* [Input records]:
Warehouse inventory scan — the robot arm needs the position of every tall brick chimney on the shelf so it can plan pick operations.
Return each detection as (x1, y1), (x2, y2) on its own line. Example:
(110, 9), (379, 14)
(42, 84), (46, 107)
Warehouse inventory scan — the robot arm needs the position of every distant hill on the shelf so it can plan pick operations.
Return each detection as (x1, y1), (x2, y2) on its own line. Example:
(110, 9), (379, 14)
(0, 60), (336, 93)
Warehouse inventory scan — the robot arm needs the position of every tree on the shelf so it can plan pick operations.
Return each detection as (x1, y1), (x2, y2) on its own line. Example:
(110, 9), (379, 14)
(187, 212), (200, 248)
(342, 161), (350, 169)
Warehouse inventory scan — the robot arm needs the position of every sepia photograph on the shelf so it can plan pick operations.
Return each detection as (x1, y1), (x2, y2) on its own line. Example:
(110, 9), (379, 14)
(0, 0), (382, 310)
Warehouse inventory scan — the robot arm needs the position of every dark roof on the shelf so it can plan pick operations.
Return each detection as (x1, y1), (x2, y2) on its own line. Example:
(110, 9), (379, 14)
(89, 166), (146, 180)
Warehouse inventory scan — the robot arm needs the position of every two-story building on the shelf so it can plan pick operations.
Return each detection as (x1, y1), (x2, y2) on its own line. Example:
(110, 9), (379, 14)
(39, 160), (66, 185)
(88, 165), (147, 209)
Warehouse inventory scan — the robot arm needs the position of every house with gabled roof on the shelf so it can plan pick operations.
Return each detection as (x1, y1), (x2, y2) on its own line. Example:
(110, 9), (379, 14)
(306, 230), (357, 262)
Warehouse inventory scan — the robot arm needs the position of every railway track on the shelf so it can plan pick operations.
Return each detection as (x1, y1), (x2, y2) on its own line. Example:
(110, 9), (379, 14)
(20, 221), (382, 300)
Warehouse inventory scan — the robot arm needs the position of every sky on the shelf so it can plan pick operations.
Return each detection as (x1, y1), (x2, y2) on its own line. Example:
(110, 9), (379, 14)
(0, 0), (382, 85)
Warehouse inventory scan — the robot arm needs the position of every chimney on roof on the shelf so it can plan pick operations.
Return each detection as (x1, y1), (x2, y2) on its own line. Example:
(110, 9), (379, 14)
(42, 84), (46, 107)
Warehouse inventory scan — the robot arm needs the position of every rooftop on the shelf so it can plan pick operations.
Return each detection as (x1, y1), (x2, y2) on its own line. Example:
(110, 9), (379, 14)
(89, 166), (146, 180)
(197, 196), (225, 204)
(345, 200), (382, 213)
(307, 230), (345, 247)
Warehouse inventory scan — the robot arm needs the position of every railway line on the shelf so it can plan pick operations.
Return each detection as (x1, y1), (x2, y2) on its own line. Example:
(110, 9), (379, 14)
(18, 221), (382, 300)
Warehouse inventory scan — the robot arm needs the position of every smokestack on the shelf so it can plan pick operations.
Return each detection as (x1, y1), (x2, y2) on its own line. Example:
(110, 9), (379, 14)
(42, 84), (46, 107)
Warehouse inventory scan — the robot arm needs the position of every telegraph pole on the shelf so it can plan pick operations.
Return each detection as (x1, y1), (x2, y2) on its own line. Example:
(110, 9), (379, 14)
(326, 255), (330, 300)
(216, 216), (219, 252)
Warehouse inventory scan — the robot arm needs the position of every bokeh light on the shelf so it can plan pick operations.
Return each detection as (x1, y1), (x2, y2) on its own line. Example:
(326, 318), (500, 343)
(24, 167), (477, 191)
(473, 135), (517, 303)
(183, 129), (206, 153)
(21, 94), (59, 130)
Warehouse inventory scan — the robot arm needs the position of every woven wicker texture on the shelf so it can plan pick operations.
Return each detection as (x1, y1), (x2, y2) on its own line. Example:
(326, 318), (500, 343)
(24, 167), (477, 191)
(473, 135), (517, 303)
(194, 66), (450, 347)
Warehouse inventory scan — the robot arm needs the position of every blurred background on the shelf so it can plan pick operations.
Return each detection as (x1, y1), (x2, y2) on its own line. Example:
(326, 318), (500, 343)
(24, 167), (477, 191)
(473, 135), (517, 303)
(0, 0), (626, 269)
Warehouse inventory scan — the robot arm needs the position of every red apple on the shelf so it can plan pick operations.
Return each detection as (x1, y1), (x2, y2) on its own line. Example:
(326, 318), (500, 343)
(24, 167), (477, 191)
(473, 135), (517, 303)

* [Required task]: Copy the stretch of items above from the line that contains "of every chimney" through the line that contains "(307, 230), (345, 247)", keeping every character and line break the same.

* [Final result]:
Warehouse inventory scan — the robot arm needs the position of every chimney on roof on the shelf so it can plan pick operations.
Return each detection as (x1, y1), (x2, y2) on its own line. Example:
(110, 9), (379, 14)
(42, 84), (46, 107)
Warehouse inventory scan — the robot arm needs the position of every rooftop on the shelf so it can plan pick operations.
Return each detection as (x1, y1), (x2, y2) on its own line. Example:
(110, 9), (379, 14)
(89, 166), (146, 180)
(197, 196), (225, 204)
(345, 200), (382, 213)
(307, 230), (345, 247)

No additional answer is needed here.